### Selected excerpt
*** Begin section ***

Abstract
Telangiectatic matting is a well-known side-effect of various phlebological procedures, from sclerotherapy (70–84%) and phlebectomies (0.5–9%) to stripping of saphenous veins. 1,2 In many patients with new vessel formation, they disappeared spontaneously within a year. 1,2 In a prospective analysis of 100 patients treated by endovenous laser ablation, Timperman 3 noted the occurrence of new spider veins in one subject. It is believed that secondary telangiectasia are a consequence of neoangiogenesis as a response to inflammation and/or trauma to venous blood vessels, but firm evidence is lacking.
Over the past years we have noticed that some patients undergoing radiofrequency segmental ablation (RFSA) of saphenous veins have reported that new telangiectasia and venulectasia within the area of treated veins appeared de novo several weeks following the procedure. In some of them the vessels persisted for a year and longer. We used to treat them successfully with polidocanol foam sclerotherapy.

*** End section ***

### Excerpted records
*** Begin section ***

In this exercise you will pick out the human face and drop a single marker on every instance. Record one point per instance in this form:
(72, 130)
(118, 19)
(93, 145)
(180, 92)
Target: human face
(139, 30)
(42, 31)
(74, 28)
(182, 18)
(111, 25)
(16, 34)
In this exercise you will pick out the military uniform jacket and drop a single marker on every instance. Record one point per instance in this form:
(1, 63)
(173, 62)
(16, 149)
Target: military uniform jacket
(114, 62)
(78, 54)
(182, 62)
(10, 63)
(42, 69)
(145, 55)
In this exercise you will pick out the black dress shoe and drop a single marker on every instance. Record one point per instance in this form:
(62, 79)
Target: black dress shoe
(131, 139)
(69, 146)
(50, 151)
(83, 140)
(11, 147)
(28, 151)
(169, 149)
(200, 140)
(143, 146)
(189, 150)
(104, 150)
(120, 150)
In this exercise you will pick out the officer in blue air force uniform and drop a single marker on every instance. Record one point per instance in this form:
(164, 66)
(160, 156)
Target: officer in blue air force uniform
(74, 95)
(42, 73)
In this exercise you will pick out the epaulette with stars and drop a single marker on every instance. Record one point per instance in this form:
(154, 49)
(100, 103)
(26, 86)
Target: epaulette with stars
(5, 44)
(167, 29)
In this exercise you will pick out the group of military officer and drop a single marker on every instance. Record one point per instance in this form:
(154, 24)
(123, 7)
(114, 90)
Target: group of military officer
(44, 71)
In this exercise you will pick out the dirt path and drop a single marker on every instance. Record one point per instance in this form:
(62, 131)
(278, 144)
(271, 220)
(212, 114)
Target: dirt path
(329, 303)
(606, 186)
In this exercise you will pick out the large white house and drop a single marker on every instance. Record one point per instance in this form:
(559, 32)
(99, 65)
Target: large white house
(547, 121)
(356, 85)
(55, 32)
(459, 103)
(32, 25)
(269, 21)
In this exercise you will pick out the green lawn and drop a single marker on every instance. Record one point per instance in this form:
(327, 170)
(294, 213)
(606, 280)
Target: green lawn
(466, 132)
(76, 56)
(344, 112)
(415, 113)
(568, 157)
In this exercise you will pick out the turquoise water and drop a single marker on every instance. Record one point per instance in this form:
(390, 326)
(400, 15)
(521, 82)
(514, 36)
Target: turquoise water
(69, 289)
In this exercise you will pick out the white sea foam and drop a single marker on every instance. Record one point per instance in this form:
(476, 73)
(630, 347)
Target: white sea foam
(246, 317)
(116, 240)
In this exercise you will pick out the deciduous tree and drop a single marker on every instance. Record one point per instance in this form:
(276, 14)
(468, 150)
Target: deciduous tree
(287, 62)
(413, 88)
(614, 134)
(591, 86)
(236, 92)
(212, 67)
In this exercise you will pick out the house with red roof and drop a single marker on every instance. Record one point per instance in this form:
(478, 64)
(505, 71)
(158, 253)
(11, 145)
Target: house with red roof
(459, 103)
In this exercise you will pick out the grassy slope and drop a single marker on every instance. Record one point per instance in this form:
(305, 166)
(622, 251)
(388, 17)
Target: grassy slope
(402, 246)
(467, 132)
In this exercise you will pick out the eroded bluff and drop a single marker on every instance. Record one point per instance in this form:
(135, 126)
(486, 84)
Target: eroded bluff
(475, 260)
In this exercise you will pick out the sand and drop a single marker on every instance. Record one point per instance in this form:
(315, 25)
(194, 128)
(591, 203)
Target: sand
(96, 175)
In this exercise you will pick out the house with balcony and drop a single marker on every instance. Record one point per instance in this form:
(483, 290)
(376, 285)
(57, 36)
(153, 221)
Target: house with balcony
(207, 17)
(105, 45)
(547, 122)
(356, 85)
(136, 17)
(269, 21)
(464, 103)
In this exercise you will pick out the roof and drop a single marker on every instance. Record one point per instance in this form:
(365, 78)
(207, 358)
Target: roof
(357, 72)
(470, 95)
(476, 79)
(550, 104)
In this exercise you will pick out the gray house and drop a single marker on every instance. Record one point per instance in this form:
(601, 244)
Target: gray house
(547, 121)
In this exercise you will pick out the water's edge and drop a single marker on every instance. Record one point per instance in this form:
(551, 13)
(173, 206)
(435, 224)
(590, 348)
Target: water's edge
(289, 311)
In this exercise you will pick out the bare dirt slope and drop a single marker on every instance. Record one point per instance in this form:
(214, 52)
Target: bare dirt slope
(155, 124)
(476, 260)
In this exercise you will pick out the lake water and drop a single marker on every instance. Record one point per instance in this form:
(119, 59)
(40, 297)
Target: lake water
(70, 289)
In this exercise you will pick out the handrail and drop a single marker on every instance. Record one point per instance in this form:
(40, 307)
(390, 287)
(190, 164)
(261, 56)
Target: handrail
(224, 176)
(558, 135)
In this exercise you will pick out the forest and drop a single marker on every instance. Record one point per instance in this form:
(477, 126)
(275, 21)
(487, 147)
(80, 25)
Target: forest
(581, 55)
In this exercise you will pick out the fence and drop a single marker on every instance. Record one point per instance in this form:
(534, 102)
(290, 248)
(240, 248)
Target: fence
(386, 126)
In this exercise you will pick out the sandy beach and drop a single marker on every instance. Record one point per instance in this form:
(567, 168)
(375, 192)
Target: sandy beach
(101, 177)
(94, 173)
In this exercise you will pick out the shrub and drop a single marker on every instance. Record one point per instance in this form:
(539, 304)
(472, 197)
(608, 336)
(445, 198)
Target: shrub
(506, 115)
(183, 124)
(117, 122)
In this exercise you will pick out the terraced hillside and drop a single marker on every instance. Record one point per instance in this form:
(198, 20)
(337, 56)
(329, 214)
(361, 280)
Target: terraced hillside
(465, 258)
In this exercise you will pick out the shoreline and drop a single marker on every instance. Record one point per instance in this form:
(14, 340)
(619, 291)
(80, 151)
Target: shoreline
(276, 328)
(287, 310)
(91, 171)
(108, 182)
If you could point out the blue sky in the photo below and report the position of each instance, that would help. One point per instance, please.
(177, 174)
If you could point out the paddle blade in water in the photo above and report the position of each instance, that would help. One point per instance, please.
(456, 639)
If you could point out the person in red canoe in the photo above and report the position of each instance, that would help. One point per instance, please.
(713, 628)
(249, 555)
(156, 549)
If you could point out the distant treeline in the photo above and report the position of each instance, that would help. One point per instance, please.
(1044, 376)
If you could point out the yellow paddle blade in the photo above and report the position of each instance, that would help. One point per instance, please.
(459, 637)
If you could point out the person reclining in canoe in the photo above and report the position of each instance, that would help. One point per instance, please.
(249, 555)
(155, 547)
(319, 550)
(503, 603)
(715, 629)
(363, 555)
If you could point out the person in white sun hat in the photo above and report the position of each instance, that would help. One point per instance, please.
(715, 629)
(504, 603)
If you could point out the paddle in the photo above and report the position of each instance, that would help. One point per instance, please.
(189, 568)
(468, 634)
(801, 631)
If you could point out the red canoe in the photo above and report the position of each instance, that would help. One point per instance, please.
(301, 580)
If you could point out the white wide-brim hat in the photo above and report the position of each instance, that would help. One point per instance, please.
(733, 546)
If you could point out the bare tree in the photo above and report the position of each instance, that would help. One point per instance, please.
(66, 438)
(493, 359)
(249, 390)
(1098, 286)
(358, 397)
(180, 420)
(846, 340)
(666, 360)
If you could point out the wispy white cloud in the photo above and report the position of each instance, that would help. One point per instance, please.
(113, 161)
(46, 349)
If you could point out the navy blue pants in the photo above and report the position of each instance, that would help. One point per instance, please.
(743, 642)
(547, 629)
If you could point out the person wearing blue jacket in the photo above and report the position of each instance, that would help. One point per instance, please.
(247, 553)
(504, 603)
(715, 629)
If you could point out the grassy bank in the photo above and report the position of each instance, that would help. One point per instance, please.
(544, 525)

*** End section ***

### Your assignment
In the abstract on telangiectatic matting, which treatment was used successfully for the new vessels that appeared after radiofrequency segmental ablation?

### Response box
Polidocanol foam sclerotherapy.